** Source passage follows **

It was just last night. Sam, our Puerto Rican rescue pup, was hit by a car. All of his love, playfulness, the musky scent of his paws, disappeared in a ball of fur which was mixed with metal and the smell of burned rubber. Thankfully he lived, although he broke one leg and tore all but one of the ligament in his knee. When I think of it, and I do all the time, I am enraged at how impersonal it can become, when softness yields to sharp edges, at night on a small country road.
My older son felt responsible. He had taken his dog to work, where Sam would wait, just outside, near the pizza ovens where it was warm despite the night. In an instant, Sam broke his leash and, being a dog, he ran. It wasn’t my son’s fault of course, but my comforting words hung cold in that lonely parking lot. I left my son on a curb just outside the back door that led to the ovens. That night, the softness of the rising dough would yield to the sharp jabs of his nicotine-stained fingers - he couldn’t leave, you see, because the pizzas had to be made. So, Sam and I left, bound for the emergency veterinarian just over the bridge. I left my son on the curb in a small strip mall, and watched him in the rear view mirror - a cigarette hanging from his fingers and his head held in two hands. It can’t get more personal than that.

** End of Source passage **

■ **What you should do**
Continue the passage about Sam, the rescue pup hit by a car, starting after its last sentence.

** Source material follows **

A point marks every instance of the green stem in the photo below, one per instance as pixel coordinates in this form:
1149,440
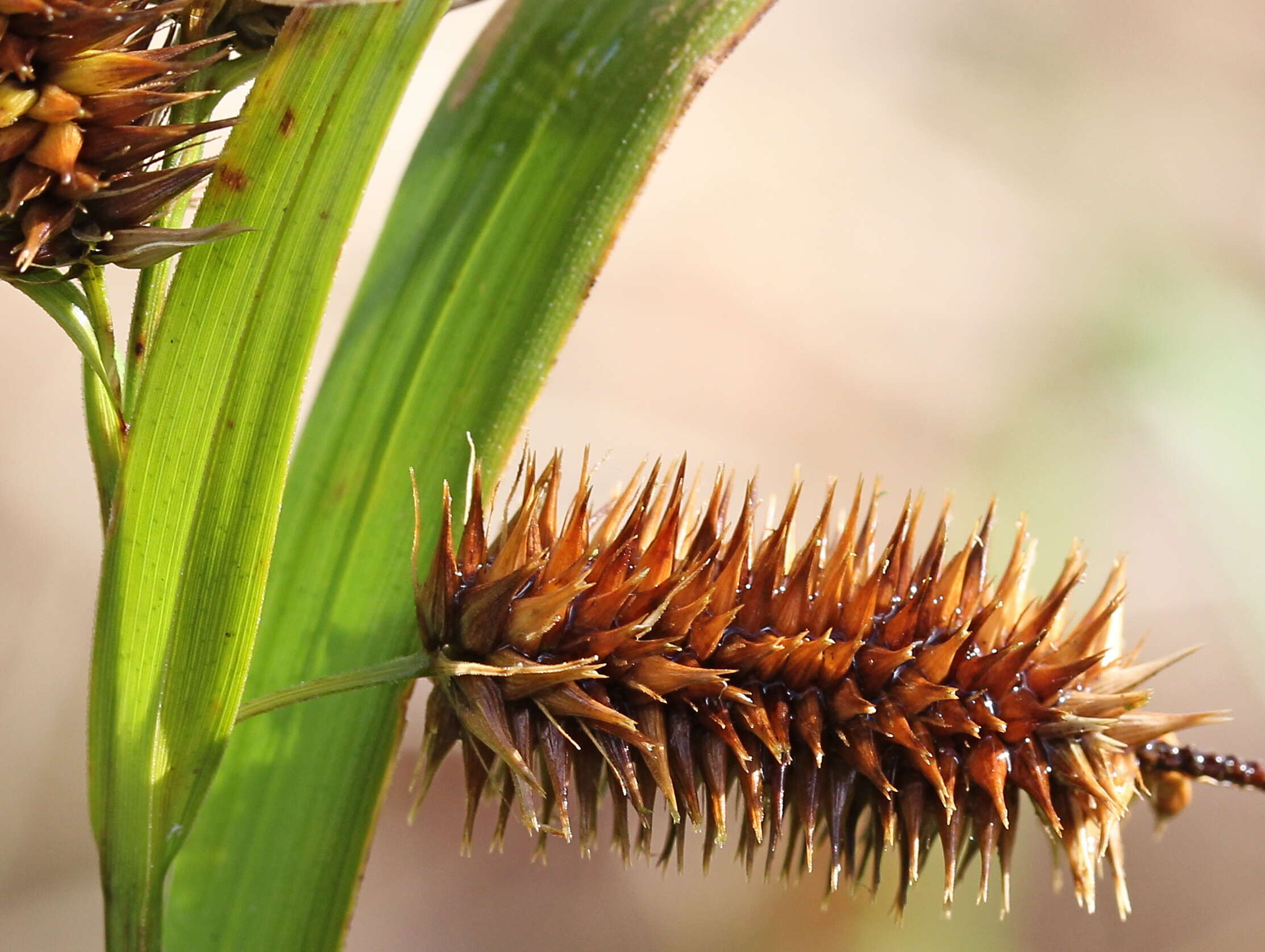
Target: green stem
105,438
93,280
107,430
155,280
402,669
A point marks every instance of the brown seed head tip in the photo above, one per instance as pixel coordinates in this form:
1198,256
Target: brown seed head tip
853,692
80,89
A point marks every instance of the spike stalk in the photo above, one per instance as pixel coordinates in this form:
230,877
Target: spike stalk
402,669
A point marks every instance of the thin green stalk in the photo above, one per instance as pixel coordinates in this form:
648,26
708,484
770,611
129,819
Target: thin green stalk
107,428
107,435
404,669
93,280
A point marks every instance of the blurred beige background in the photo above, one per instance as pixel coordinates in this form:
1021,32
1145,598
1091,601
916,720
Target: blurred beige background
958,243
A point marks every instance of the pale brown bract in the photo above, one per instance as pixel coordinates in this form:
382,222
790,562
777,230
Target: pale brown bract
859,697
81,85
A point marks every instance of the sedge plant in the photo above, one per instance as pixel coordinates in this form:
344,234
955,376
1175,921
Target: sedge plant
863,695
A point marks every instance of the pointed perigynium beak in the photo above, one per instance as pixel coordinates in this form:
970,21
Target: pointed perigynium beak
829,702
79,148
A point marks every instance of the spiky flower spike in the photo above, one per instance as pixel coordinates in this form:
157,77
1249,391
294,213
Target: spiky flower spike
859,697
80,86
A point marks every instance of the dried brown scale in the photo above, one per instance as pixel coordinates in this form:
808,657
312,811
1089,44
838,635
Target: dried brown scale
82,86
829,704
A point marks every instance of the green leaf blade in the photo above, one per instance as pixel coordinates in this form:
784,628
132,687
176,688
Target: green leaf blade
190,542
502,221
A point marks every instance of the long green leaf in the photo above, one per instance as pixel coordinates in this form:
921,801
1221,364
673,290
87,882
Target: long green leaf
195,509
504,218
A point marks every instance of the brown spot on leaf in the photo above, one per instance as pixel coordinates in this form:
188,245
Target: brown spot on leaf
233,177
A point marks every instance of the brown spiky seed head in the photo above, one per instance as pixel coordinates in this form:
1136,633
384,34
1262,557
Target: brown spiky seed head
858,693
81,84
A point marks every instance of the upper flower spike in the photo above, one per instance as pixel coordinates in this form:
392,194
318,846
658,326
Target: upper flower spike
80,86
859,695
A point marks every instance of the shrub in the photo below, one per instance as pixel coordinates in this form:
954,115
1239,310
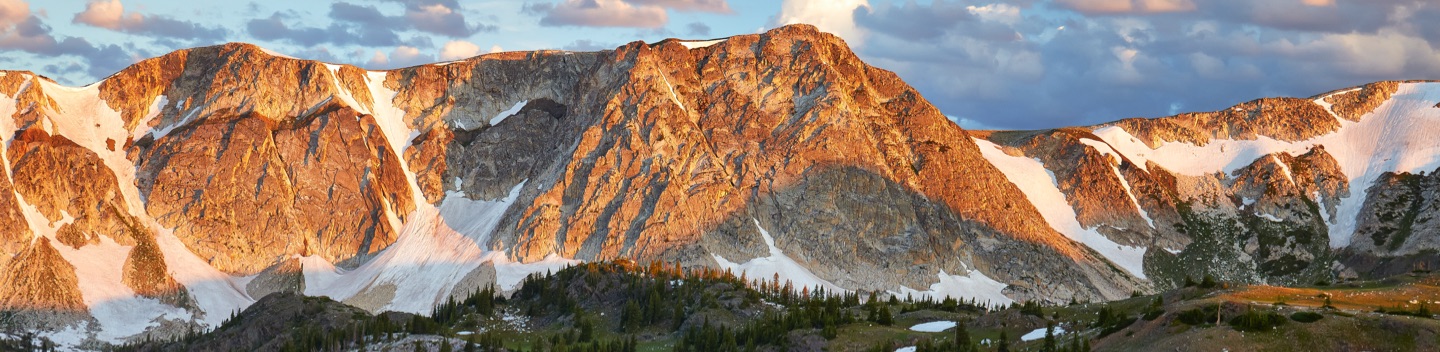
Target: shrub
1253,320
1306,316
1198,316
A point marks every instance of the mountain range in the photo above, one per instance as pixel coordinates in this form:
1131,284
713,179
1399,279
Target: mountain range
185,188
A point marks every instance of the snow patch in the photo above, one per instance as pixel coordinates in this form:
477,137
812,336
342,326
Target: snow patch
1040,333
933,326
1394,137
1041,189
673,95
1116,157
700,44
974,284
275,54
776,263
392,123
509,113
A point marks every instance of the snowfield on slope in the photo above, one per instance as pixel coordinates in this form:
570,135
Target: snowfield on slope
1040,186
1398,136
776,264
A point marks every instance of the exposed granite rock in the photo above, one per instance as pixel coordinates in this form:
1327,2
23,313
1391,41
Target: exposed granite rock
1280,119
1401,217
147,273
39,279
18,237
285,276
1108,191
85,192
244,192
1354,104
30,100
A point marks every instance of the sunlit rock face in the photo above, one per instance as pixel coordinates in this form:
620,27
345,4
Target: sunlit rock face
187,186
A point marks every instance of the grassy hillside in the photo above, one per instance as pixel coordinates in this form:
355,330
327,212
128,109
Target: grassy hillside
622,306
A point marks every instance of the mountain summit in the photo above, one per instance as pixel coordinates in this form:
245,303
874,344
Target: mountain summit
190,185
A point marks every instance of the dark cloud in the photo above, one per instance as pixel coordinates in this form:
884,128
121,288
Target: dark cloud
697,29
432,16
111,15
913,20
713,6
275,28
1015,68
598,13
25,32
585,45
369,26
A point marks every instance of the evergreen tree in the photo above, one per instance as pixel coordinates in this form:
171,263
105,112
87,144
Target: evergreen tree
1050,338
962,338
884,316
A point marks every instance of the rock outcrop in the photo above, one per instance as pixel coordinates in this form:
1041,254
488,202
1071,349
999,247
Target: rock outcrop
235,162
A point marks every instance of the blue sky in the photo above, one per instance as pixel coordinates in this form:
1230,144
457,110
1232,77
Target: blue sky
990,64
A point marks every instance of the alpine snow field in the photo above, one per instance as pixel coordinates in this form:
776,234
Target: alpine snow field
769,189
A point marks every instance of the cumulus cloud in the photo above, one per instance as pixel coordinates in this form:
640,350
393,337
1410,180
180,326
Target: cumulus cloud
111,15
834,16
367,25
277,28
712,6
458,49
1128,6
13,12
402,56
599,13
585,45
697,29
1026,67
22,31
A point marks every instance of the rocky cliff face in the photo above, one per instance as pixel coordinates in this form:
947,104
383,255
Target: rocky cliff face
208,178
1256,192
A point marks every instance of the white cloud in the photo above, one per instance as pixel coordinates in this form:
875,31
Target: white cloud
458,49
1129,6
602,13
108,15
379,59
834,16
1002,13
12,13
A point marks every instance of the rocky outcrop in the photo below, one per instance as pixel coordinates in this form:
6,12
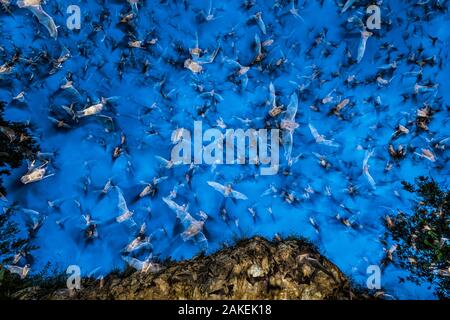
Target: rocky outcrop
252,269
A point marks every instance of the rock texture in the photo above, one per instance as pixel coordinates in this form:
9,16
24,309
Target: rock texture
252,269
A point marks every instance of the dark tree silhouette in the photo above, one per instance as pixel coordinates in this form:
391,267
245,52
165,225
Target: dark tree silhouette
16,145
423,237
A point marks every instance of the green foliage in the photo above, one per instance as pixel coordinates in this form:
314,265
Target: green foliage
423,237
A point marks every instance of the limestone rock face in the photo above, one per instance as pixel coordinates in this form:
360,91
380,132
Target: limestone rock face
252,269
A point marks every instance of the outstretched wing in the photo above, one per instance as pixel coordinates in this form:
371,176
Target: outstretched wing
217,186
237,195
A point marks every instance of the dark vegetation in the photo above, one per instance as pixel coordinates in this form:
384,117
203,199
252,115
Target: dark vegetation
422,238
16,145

** End of Source material **
** Source material follows **

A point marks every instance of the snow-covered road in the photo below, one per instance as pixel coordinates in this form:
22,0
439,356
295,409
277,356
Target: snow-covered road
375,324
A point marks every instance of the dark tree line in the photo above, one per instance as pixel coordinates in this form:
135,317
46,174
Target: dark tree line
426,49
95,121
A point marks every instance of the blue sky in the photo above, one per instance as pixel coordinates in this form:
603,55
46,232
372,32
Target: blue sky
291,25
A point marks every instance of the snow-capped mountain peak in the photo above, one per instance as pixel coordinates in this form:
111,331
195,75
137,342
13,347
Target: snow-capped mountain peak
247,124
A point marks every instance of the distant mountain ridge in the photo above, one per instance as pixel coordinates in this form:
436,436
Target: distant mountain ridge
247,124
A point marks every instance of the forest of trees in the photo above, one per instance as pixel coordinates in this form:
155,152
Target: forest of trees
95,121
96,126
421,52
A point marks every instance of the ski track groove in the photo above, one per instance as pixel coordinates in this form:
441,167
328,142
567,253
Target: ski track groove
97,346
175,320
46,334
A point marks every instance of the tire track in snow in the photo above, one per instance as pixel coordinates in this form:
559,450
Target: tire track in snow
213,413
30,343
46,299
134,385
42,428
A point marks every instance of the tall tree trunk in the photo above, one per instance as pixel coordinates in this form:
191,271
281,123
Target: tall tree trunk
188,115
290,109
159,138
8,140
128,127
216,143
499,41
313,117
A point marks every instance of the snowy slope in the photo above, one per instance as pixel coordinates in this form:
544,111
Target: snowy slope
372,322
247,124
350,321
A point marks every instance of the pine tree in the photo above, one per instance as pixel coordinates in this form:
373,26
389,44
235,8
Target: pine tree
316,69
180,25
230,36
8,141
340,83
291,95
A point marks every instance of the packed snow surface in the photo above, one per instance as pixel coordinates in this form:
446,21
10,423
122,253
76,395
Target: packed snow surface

** End of Source material **
** Source material follows **

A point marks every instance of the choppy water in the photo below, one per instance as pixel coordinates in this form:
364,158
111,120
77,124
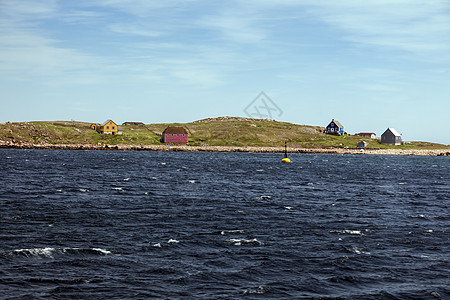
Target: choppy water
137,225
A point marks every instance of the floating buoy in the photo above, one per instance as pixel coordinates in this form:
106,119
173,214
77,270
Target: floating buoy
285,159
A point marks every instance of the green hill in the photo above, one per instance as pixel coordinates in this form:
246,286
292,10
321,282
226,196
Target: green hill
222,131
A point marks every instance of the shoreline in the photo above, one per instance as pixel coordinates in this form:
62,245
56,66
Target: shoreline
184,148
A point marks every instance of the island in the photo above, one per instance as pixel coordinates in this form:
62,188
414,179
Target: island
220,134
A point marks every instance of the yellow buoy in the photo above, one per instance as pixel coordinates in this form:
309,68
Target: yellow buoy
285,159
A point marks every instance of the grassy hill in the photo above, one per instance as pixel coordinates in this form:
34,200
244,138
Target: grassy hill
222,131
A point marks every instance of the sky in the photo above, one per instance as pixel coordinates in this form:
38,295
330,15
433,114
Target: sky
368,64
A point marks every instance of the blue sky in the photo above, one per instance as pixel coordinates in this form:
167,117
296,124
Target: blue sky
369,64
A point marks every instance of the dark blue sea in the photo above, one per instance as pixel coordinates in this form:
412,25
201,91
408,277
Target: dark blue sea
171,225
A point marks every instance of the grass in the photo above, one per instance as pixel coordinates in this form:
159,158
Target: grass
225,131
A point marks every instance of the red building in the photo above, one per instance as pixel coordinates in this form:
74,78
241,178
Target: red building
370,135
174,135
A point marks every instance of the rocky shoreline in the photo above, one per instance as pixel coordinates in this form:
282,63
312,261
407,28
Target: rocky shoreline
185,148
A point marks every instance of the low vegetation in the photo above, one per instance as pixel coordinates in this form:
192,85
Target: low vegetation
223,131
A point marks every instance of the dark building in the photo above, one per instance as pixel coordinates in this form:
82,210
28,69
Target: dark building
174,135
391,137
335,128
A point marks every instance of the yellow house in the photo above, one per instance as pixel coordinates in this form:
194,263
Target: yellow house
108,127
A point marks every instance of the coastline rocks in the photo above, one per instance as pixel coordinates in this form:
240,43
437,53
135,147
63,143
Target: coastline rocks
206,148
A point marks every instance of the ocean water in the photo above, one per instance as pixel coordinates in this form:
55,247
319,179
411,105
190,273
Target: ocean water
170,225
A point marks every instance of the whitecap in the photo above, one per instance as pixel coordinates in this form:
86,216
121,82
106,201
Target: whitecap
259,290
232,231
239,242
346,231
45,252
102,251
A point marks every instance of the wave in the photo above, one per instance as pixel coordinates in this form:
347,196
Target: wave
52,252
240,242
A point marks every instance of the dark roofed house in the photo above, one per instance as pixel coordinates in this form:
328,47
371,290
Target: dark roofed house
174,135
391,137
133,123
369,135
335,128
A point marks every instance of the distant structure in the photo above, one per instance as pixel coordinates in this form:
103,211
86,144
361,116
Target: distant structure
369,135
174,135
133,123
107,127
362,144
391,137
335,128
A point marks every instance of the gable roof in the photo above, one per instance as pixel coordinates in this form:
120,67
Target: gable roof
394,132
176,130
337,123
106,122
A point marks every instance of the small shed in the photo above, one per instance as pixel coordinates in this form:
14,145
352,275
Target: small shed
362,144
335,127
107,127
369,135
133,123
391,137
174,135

** End of Source material **

■ **Result of the exercise**
My younger son sat in the back seat with Sam cradled in his arms. My mother was beside me as we kept talking to Sam. Three generations of experience culminated in one desperate voice, Sam, Please don’t fall asleep. My younger son’s tone became steady but firm, and he told me that Sam was alright, but could I drive a little faster. My mother’s hand gripped the seat a little tighter but she was without protest - when Jon said something with that voice, it was serious.
The vet was busy that night, and it was not comforting that we were swept to the office before the others. We were all elbows and paws as we carried Sam into the examination room. Later, I felt his body ease as the pain medication kicked in. Far from the stark glare of a headlight, and the sting of the blue fluorescent lights, Sam’s world became gentle twilight as the doctor spoke with us in a hushed manner. Later - hours later - we sat in a nearly empty waiting room watching Dancing with the Stars, along with the lonely receptionist, and we made feeble conversation and tried to ignore the nurse as she bustled in and out of the operating room. They would piece Sam together with pins and plates, and somehow he would become our dog again.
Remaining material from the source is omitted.